═══ DOCUMENT SECTION

Last week Linden Lab founder Philip Rosedale announced the arrival of a greatly improved web map interface to Second Life, located at slurl.com. It now features way more granularity, and runs off Amazon's S3 service. It's surely one of those development projects Philip mentioned wanting to do more of, when he stepped down as company CEO last year. (He talked about it excitedly to a group of us at last weekend's "Molotov" screening.) "It should be fun to explore the map: to look at what is near your home," as he writes on the official blog, "to drill down for more detail, to randomly surf around and jump to places that look interesting from the air."
But why does the web map exist in the first place? As it happens, my friend Lauren Lamonica has the story on her blog. She helped run the Linden's marketing and develop in-world projects up until mid-2006, before going on to work at Millions of Us (where she put together Cisco System's virtual hospital), and elsewhere. The map, she writes, was a way--
... to show exponential growth in content within Second Life without requiring that our one and only designer constantly snap and upload pictures in-world. Finally, it seemed that if we could convey that Second Life was a place and not a game, we would have a much easier time explaining the rest.

══════
═══ AVAILABLE DATA

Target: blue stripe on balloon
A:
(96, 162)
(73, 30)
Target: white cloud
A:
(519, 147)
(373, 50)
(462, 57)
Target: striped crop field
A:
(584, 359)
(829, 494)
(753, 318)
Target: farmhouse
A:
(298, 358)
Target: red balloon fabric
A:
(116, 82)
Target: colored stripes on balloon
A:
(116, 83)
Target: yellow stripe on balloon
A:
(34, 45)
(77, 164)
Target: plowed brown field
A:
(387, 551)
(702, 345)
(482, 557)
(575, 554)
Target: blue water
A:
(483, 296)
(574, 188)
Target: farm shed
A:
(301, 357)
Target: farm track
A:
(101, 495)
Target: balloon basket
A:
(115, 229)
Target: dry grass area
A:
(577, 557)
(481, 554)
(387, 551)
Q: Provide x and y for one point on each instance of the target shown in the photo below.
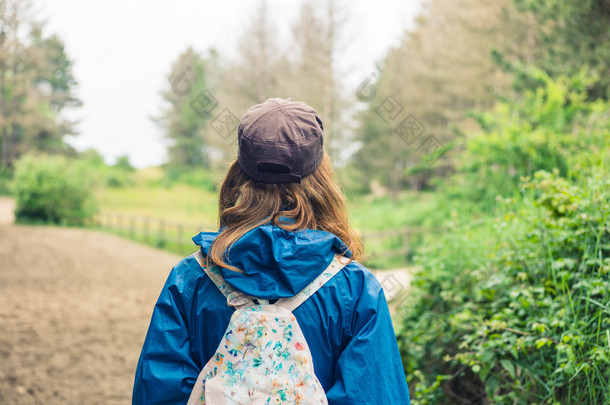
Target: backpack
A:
(263, 357)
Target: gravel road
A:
(74, 308)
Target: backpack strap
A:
(335, 266)
(234, 297)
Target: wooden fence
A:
(177, 236)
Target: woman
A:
(283, 219)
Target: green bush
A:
(53, 189)
(552, 126)
(522, 317)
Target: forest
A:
(488, 125)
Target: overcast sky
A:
(123, 50)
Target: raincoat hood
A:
(276, 263)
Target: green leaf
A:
(509, 367)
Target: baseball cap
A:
(280, 141)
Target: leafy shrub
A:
(53, 189)
(522, 317)
(551, 127)
(5, 181)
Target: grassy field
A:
(195, 208)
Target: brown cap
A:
(280, 141)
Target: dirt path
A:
(74, 308)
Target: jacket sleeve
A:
(166, 371)
(369, 370)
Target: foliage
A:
(547, 127)
(188, 108)
(198, 177)
(53, 189)
(36, 84)
(522, 317)
(116, 176)
(569, 34)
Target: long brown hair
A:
(315, 203)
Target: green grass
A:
(177, 203)
(196, 209)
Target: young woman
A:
(283, 219)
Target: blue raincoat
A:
(346, 323)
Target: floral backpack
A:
(263, 357)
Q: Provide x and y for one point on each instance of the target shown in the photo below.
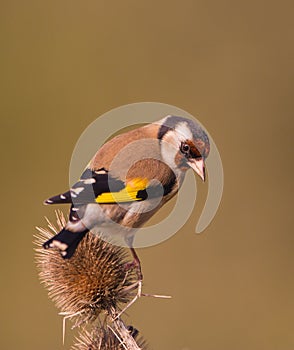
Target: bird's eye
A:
(185, 148)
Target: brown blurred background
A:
(229, 63)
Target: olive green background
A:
(229, 63)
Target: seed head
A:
(92, 281)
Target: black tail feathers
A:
(66, 241)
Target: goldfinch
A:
(130, 178)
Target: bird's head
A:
(184, 144)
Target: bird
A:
(129, 179)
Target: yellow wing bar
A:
(127, 194)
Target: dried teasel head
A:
(92, 281)
(104, 338)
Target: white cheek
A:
(184, 131)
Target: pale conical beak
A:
(198, 166)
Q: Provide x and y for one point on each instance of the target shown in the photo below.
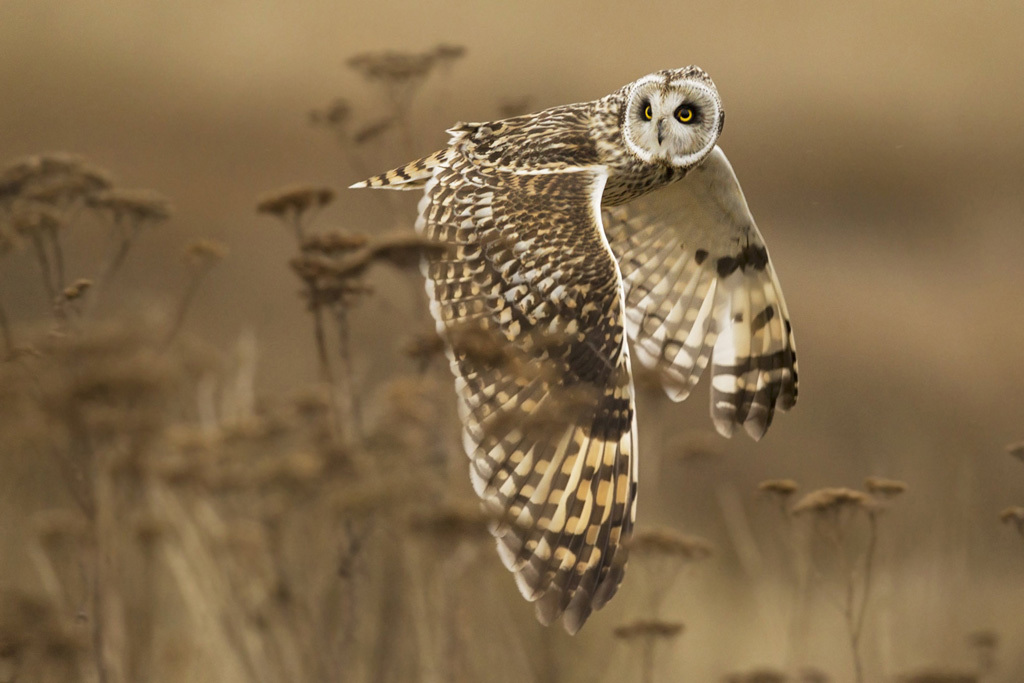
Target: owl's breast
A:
(627, 183)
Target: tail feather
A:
(410, 176)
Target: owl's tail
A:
(410, 176)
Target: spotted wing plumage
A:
(528, 296)
(699, 287)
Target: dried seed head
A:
(31, 219)
(825, 501)
(295, 200)
(449, 53)
(52, 178)
(392, 67)
(648, 629)
(781, 487)
(669, 543)
(885, 487)
(77, 289)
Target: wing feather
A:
(529, 298)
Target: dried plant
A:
(832, 512)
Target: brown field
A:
(226, 459)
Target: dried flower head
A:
(295, 200)
(77, 289)
(392, 67)
(833, 500)
(885, 488)
(669, 543)
(648, 629)
(449, 53)
(133, 206)
(52, 178)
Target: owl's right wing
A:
(528, 296)
(699, 286)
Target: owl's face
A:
(673, 117)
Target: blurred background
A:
(881, 150)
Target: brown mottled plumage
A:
(566, 231)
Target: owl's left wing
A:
(699, 286)
(528, 296)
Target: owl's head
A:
(673, 117)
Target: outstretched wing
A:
(528, 296)
(699, 285)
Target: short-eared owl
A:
(562, 233)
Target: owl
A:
(567, 239)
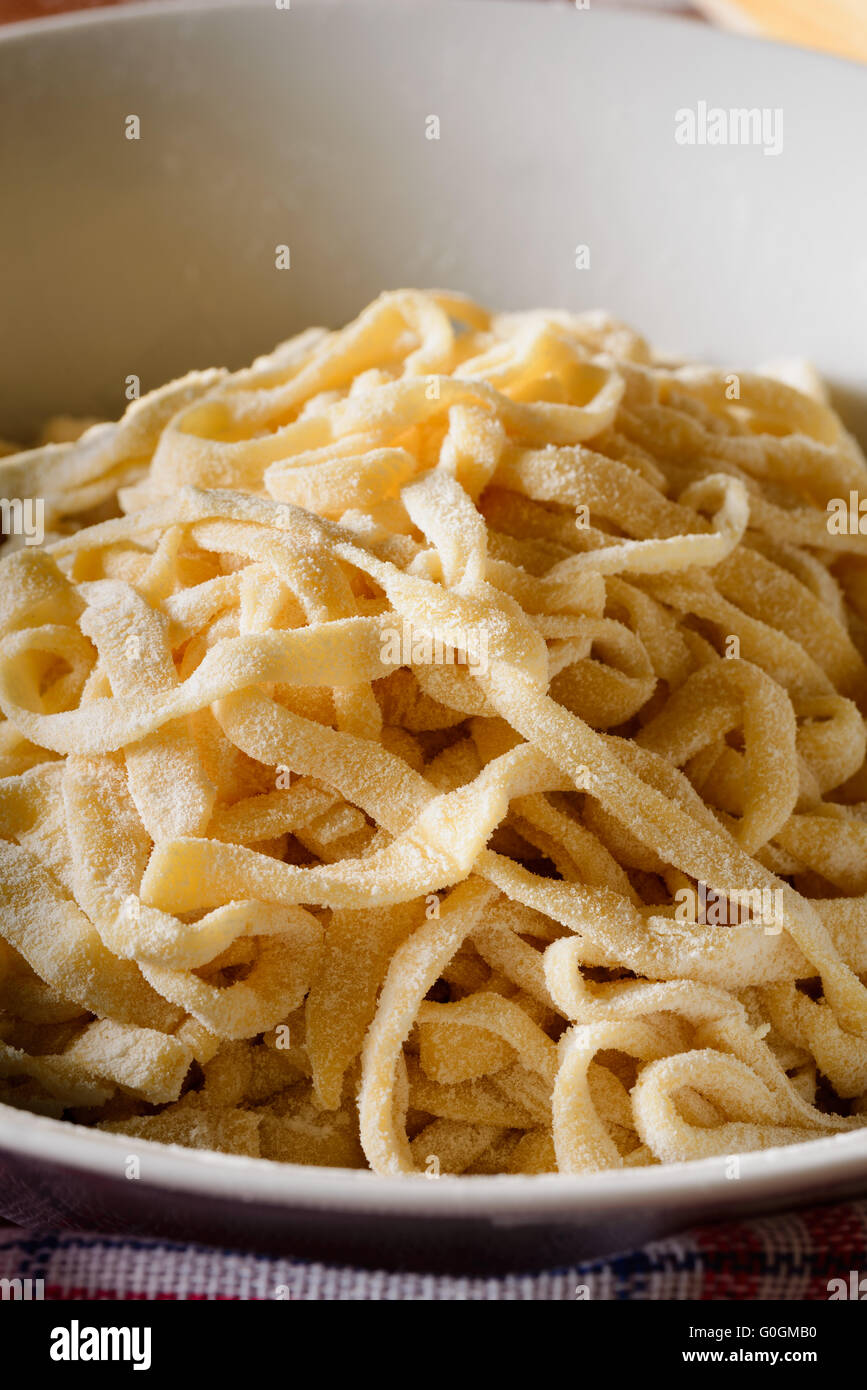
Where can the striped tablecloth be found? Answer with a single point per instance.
(791, 1257)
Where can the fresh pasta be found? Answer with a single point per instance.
(439, 748)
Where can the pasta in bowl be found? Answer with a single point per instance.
(439, 748)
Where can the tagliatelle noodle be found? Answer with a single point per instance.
(453, 744)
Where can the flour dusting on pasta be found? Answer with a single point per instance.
(439, 748)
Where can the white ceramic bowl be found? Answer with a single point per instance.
(307, 127)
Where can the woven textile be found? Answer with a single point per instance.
(785, 1257)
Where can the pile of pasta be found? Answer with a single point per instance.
(275, 884)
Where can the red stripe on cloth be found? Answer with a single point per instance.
(734, 1258)
(838, 1244)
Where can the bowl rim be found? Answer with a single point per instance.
(762, 1175)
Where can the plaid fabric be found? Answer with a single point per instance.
(788, 1257)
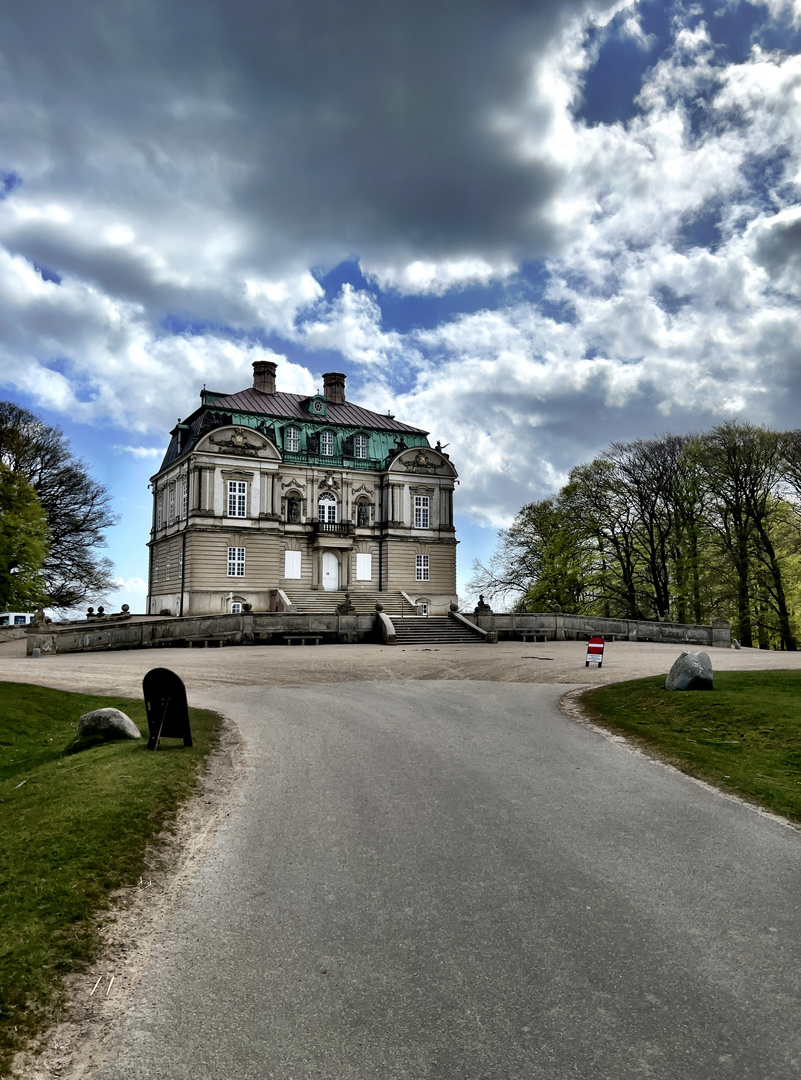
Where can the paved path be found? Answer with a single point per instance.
(448, 878)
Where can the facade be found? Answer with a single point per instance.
(266, 497)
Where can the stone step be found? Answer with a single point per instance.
(318, 602)
(433, 631)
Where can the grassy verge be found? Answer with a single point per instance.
(744, 736)
(75, 826)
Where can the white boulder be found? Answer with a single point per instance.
(109, 723)
(692, 671)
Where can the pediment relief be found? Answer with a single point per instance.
(240, 442)
(422, 460)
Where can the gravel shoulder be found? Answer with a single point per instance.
(133, 933)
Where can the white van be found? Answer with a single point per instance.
(16, 618)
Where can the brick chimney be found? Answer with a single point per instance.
(263, 376)
(334, 388)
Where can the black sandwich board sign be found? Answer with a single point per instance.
(165, 701)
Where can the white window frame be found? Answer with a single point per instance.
(422, 511)
(293, 565)
(327, 509)
(235, 562)
(326, 444)
(236, 498)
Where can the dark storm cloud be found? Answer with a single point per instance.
(361, 126)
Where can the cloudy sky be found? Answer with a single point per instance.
(528, 227)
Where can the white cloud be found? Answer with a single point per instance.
(191, 208)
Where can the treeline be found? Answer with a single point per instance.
(52, 518)
(684, 528)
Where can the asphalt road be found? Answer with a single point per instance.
(452, 879)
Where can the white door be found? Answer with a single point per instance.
(330, 572)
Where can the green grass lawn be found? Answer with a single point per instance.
(744, 736)
(73, 827)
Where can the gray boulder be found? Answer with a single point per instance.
(692, 671)
(109, 723)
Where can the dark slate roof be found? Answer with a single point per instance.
(289, 406)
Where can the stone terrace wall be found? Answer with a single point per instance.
(566, 628)
(203, 631)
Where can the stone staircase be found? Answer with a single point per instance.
(318, 602)
(434, 630)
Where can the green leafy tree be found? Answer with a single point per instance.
(744, 467)
(23, 543)
(76, 505)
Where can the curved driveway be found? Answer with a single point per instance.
(446, 877)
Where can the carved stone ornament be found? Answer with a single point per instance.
(420, 462)
(235, 444)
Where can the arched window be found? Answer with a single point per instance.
(327, 509)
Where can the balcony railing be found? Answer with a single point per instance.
(334, 528)
(345, 461)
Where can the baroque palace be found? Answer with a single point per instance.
(275, 501)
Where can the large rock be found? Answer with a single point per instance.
(109, 723)
(692, 671)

══════

TASKS FOR THIS EXERCISE:
• a. Using the post about the Second Life web map, decide whether each statement agrees with it: (i) The new map runs on Amazon's S3 service. (ii) Philip Rosedale was still company CEO when he announced the map. (iii) Lauren Lamonica worked at Linden until mid-2006. Answer yes or no for each and quote the words that settle it.
• b. Summarize the post about the Second Life web map in two sentences.
• c. Write the next part of the post about the Second Life web map, picking up after its final sentence.
Nothing in the records is needed for this work.

ANSWERS FOR THE TASKS:
• a.
(i) Yes: "runs off Amazon's S3 service."
(ii) No: "when he stepped down as company CEO last year."
(iii) Yes: "up until mid-2006."

• b. Linden Lab founder Philip Rosedale announced a much improved web map of Second Life at slurl.com, with more granularity and running on Amazon's S3 service. Lauren Lamonica, who helped run Linden's marketing until mid-2006, writes that the map was meant to show the growth of content without the only designer constantly snapping and uploading pictures, and to convey that Second Life was a place and not a game.

• c.
The map was successful in doing that, though she also notes that it did not improve new user retention. (I suspect it does more to keep established users engaged, and give them a sense of virtual world patrotism, so to speak, especially as they see their home country grow larger than others.)
Lauren offers some suggestions on improving the map's functionality, ideas that third party developers and API hackers could have fun with, as much as the Lindens. In any case, it's a nice behind-the-scenes look at the Lindens' strategic thinking which went into making SL what it is now (for better and worse.) Read it all here. I'm hoping she shares more, because she has an interesting background in all this; before joining the Lindens, for example, she was a student of Randy Pausch, the beloved Carnegie Mellon professor who gave his acclaimed "Last Lecture" shortly before succumbing to cancer, and helped develop a virtual reality art installation with the Centre for Metahuman Exploration.